SET EXERCISE: Count the lines in the listing below that contain the string "bare", and give only that number.

ITEMS:
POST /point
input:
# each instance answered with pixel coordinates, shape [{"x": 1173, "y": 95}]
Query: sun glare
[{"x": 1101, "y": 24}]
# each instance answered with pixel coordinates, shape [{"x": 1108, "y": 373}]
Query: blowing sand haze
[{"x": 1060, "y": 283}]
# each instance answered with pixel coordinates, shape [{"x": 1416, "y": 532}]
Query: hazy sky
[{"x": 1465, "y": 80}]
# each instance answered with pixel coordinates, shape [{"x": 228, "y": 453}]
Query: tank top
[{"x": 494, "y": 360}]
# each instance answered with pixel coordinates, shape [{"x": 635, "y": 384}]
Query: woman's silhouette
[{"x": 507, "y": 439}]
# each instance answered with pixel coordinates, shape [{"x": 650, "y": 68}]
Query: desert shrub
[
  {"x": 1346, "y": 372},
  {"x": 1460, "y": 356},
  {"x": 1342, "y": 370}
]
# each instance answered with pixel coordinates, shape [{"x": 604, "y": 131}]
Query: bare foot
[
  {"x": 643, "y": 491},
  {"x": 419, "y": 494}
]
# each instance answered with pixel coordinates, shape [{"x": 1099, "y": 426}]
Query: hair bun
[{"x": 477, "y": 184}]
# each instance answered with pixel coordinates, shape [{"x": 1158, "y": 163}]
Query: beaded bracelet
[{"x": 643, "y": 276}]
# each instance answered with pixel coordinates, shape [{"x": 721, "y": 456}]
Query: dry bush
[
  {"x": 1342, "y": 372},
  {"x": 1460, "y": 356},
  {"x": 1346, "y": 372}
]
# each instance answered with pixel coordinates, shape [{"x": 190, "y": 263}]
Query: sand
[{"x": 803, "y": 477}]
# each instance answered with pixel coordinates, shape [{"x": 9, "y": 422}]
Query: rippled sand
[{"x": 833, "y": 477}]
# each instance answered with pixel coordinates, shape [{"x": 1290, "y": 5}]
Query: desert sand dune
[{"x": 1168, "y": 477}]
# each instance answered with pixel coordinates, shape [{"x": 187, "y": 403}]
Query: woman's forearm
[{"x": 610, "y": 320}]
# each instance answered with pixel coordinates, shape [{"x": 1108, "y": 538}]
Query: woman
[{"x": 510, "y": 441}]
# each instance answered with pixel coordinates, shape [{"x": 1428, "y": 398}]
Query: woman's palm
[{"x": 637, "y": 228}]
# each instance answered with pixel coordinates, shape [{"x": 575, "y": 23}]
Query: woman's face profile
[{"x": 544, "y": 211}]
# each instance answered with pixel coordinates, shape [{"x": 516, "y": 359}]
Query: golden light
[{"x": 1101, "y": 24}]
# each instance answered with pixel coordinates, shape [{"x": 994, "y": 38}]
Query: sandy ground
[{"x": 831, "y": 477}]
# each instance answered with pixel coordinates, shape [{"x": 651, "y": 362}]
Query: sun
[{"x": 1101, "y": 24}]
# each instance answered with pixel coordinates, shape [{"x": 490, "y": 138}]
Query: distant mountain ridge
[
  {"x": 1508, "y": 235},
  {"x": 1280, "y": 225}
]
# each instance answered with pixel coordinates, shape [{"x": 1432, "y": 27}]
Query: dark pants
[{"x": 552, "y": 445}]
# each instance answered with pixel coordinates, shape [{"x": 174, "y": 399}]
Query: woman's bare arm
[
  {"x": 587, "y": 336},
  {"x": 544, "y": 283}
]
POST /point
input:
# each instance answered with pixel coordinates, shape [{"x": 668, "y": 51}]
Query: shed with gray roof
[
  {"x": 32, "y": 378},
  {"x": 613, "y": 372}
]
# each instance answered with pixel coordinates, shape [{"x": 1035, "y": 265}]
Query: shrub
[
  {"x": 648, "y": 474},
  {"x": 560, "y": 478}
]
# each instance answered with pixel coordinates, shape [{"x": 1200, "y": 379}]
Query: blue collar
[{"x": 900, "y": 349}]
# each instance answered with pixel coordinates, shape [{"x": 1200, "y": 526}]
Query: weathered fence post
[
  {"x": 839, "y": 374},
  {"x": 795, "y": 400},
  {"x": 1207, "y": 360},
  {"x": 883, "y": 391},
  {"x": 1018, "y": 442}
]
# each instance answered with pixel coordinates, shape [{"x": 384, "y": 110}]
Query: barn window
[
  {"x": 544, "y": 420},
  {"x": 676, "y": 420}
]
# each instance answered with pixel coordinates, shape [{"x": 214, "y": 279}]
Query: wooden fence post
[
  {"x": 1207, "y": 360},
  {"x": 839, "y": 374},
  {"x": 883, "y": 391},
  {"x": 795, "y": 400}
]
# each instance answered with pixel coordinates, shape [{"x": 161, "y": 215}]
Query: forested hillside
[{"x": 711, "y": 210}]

RIGHT ANSWER: 2